- [Provided material]
[Start]
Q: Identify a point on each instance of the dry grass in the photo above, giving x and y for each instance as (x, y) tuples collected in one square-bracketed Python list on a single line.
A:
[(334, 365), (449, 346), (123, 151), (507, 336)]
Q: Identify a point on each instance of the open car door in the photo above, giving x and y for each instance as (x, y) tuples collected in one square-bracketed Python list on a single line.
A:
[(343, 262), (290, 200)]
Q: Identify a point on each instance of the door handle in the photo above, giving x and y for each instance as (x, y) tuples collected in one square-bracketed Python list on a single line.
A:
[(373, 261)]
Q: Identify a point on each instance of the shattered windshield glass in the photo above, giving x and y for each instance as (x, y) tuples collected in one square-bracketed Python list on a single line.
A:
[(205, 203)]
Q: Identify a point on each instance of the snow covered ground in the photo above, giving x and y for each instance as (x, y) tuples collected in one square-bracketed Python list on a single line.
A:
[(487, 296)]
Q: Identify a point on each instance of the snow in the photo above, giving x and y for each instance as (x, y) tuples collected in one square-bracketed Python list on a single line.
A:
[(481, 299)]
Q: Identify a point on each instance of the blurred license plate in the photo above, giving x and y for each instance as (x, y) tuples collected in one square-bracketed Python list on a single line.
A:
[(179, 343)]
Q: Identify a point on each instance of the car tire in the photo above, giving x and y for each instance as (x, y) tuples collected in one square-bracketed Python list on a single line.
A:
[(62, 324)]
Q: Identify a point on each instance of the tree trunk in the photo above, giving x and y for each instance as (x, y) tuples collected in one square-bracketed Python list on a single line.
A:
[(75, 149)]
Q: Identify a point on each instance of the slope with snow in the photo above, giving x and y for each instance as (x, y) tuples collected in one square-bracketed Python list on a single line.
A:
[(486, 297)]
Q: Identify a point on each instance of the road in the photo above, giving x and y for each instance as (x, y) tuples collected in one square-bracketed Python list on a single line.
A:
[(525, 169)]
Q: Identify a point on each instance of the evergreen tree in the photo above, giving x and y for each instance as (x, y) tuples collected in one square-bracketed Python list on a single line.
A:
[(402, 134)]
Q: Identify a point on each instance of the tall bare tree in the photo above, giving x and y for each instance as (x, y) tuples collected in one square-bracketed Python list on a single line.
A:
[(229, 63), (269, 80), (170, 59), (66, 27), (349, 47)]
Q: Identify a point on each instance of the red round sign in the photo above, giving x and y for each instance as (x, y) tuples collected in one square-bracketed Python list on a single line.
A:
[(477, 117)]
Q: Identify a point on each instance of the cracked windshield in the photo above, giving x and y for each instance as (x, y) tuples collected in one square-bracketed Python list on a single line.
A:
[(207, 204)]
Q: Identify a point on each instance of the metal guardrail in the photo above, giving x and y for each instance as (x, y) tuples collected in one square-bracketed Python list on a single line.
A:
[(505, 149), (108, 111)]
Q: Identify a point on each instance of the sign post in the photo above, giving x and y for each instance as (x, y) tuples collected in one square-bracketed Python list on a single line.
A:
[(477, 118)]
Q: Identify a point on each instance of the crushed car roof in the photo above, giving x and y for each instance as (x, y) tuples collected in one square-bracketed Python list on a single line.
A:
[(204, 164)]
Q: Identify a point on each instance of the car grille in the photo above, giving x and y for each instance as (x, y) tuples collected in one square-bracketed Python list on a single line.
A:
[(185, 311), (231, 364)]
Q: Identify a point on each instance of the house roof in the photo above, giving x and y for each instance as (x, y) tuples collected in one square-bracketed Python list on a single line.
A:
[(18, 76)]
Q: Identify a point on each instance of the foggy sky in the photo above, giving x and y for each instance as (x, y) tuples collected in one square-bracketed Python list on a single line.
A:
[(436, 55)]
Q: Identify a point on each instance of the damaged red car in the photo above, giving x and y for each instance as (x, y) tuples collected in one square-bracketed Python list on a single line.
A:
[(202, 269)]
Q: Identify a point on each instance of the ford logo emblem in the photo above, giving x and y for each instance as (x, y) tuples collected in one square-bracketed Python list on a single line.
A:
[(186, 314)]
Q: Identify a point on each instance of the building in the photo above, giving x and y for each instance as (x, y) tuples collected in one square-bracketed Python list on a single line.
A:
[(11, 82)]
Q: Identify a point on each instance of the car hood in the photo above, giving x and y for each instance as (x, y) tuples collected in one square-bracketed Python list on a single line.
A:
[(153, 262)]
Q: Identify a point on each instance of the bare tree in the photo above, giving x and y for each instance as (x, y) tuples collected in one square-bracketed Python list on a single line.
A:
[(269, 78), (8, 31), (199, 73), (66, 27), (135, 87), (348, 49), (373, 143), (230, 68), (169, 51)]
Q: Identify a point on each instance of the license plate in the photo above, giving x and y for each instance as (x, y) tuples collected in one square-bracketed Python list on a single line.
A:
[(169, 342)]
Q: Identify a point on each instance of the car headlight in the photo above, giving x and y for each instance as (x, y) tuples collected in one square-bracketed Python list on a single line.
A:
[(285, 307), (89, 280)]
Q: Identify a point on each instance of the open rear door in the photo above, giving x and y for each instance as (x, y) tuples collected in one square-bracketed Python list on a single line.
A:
[End]
[Start]
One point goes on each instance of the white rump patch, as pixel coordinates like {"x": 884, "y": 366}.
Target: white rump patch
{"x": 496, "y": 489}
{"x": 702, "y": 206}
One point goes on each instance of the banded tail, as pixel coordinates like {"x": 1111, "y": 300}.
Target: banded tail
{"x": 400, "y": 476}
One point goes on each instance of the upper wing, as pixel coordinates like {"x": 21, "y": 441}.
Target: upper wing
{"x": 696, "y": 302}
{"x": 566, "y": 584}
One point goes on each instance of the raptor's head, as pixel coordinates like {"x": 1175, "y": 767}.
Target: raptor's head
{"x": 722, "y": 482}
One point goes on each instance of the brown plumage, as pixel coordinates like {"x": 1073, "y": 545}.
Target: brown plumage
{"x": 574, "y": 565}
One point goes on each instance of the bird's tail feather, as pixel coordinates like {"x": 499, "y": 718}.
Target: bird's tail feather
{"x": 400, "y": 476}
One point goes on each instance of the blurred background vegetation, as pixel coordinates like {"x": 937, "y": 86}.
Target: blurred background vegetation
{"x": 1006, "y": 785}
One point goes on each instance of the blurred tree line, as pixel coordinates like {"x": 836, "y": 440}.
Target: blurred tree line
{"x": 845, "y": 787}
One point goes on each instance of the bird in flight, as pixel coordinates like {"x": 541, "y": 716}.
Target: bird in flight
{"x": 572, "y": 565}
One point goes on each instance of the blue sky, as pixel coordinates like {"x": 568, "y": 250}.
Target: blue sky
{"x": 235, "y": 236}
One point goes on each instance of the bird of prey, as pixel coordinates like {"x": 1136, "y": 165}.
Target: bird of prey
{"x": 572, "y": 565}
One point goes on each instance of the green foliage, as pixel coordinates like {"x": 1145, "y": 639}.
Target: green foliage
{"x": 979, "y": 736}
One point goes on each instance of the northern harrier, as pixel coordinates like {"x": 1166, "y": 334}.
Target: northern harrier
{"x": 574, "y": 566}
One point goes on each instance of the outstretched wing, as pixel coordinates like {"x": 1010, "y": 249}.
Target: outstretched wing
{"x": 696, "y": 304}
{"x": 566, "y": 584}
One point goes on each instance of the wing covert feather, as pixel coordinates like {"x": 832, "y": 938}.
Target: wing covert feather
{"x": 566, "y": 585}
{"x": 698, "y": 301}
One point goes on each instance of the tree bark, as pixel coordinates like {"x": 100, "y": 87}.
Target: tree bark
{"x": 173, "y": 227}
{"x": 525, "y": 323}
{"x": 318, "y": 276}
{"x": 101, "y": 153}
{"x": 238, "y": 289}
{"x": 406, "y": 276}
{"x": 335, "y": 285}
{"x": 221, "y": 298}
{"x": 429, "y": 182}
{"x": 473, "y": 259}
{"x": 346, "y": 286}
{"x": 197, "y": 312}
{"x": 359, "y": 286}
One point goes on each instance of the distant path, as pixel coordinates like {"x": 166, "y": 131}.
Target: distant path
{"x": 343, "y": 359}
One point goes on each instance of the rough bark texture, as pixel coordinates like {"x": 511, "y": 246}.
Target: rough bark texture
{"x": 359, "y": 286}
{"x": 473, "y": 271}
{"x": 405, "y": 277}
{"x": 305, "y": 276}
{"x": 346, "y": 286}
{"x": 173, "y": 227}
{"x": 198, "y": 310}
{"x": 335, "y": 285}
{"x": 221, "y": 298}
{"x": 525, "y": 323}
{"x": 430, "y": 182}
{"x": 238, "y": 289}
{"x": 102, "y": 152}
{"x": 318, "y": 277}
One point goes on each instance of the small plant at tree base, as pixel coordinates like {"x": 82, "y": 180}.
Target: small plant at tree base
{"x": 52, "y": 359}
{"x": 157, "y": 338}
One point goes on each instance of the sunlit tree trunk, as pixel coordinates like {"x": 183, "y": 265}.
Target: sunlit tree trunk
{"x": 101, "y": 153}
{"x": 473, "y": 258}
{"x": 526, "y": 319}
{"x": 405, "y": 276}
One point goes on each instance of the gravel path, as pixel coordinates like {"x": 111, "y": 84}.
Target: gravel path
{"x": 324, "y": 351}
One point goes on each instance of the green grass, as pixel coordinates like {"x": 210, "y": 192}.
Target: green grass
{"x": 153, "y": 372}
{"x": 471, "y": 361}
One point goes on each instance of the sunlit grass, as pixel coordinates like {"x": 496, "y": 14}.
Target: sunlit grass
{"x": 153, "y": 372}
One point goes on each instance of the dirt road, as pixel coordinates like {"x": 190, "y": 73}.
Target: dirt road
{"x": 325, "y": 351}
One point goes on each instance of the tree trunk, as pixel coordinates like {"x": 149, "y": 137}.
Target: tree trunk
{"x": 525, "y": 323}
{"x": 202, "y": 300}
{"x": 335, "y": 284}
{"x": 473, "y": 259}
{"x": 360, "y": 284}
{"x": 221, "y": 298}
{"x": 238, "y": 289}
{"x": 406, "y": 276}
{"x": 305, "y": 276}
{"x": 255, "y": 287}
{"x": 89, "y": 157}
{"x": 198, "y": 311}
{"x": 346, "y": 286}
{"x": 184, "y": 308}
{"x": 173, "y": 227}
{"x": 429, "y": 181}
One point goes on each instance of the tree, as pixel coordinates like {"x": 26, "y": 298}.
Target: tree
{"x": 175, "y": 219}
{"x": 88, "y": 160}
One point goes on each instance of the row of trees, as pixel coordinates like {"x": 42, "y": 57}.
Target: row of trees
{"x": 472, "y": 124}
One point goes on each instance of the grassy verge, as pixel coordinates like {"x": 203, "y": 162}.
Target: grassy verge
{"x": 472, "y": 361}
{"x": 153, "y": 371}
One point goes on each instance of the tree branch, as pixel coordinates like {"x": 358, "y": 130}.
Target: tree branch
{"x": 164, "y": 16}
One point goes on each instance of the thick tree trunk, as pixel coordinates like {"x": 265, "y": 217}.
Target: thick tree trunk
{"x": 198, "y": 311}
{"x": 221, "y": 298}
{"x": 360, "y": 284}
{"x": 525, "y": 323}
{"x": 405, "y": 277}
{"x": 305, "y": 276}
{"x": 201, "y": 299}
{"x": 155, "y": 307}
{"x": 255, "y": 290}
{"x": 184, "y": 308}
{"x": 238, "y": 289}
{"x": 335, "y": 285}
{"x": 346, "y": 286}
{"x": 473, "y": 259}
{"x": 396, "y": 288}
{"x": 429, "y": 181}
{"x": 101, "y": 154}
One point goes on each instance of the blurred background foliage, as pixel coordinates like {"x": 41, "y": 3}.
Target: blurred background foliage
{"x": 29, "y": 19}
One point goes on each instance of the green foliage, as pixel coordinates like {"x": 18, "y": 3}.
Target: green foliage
[End]
- [Stated goal]
Copy word for word the lines of the items above, starting with the line that contains "Q: Identify a point on each instance of the sign" and going on through the line that contains "[(185, 311), (231, 364)]", with both of those lines included.

- [Final answer]
Q: Identify a point on each instance of the sign post in the photo above, giving x and y for each instance as (x, y) tuples collected in one square-bracketed Python list on a single line.
A:
[(477, 118)]
Q: Identify a point on each instance of the crushed car roof in the photo above, giving x and y for each instance as (x, y) tuples collected in one square-bracketed Python list on a single line.
A:
[(204, 164)]
Q: Identify a point on each instance of the car grille in the photo above, giving x and y for each instance as (x, y) tuples collected in one square-bracketed Python list on a single line.
A:
[(185, 311), (231, 364)]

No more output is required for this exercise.